ЗАДАЧА =
Укажите по фрагменту документа ниже, от названия какого села получила своё имя Рогожская ямская слобода.

== ФРАГМЕНТ ДОКУМЕНТА ==

Продолжая наш путь далее на восток, мы встретим за Сыромятниками, на левом берегу Яузы, новый вид подмосковного поселения, нами еще не отмеченный. С юга Москва, подобно современной крепости, была опоясана линей фортов-монастырей, своими стенами и бойницами прикрывавших подступы к посаду и оказывавших не малую защиту столице во время набегов татар, прекратившихся только к концу XVI столетия. Монастыри эти - Андроньев, Новоспасский, Крутицкий, Симонов в Заяузье, Данилов и Донской за Москвою рекой, Новодевичий и Новинский на юго-западе - охраняя столицу, жили своими особыми мирками. Они были окружены дворами служек, служебников, детенышей, трудников, как называли всех тех мирян, которые по личному усердию, по экономической необходимости или по холопству должны были работать на иноков и доставлять обителям довольство и спокойную жизнь. Служа монастырю, слуги подмосковных обителей были по большей части мелкими ремесленниками, для которых близость к столице была постоянным источником работы.
Громадное пространство по левому берегу Яузы между Семеновским и Андроньевым монастырем, с его слободкой «Вороньей», оставалось в XVII столетии, по-видимому, незастроенным. По реке Яузе в местах, где позднее выросли царские дворцы, стояли лишь мельницы, как стояли они, впрочем, и по другим речкам близ города и даже внутри его - по Пресне, Ходынке, Неглинной. Наоборот, высокая местность в Заяузье, за Таганскими воротами была покрыта если не сплошными, то во всяком случае значительными поселениями, не сливавшимися в допетровское время ни со столицей, ни друг с другом. Это была, прежде всего, Рогожская ямская слобода, получившая свое название от села Рогож (ныне г. Богородск), расположенного по большой Владимирской дороге, которую она обслуживала; ее пашни и огороды тянулись от Яузы до Калитникова болота и «убогих домов», находившихся близ Крутицкого монастыря. Далее – дворцовая слобода Алексеевская, память о которой сохранилась в названии улиц, соединяющих Андроньев монастырь с Таганкой, Каменщики, вдоль Москвы реки от стен города до Новоспасского монастыря, наконец, слободки Монастырей Симонова и Новоспасского и владения Крутицкого митрополита, носившие названия деревень Малых Крутиц и Кожухова и слободок Арбатецкой и Дубровки.

===
== СТРОКИ ДАННЫХ ==

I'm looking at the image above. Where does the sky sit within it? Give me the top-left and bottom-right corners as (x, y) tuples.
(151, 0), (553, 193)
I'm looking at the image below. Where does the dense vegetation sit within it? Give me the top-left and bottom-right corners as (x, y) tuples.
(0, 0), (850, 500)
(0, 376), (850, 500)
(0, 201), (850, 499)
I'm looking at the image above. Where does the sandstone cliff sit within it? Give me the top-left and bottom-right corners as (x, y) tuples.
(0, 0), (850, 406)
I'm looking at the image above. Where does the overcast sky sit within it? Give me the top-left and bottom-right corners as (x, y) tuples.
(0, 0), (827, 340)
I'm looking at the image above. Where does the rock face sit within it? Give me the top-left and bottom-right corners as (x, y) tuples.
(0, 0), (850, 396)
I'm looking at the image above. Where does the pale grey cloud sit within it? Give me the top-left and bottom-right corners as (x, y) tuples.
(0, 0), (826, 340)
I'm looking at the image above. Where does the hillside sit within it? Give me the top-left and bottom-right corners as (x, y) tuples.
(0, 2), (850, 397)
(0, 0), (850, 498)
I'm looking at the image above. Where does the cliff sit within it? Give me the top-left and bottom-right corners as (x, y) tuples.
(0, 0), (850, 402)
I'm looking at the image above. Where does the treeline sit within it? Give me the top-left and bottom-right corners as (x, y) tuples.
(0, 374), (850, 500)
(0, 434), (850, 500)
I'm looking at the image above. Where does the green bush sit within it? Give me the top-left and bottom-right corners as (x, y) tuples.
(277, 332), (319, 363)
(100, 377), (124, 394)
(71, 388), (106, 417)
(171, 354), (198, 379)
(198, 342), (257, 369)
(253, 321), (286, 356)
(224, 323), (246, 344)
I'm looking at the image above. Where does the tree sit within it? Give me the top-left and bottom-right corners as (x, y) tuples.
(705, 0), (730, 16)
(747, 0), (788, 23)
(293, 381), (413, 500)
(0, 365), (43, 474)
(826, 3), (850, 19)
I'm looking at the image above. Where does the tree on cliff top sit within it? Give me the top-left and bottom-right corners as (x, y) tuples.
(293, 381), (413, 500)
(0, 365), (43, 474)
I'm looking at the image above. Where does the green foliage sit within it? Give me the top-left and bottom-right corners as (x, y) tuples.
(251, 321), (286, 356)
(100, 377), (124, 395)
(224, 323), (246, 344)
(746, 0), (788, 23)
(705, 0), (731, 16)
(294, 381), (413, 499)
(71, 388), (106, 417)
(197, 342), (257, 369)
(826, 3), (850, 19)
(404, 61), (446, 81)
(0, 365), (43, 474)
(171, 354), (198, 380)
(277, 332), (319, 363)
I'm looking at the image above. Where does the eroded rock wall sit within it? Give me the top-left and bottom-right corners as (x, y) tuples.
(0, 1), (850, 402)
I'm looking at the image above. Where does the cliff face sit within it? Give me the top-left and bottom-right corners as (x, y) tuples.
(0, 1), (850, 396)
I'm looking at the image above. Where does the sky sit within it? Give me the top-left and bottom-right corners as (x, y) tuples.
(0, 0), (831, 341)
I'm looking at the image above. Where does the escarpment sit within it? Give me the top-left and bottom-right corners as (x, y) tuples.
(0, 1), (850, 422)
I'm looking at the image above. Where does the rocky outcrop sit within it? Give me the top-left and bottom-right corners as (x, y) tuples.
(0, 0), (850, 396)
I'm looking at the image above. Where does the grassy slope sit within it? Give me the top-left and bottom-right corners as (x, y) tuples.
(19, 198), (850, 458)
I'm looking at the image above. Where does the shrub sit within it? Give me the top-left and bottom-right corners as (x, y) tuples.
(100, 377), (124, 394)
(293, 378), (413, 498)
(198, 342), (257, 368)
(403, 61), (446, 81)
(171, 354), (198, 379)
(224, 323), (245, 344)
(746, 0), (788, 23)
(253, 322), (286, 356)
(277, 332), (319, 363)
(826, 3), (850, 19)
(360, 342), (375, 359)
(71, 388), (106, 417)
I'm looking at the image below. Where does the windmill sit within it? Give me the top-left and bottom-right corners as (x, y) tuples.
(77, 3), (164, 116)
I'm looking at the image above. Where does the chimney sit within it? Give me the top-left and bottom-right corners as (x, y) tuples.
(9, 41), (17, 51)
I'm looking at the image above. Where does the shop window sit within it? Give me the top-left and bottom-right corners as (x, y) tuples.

===

РЕЗУЛЬТАТ ЗАДАЧИ =
От села Рогож, ныне города Богородска.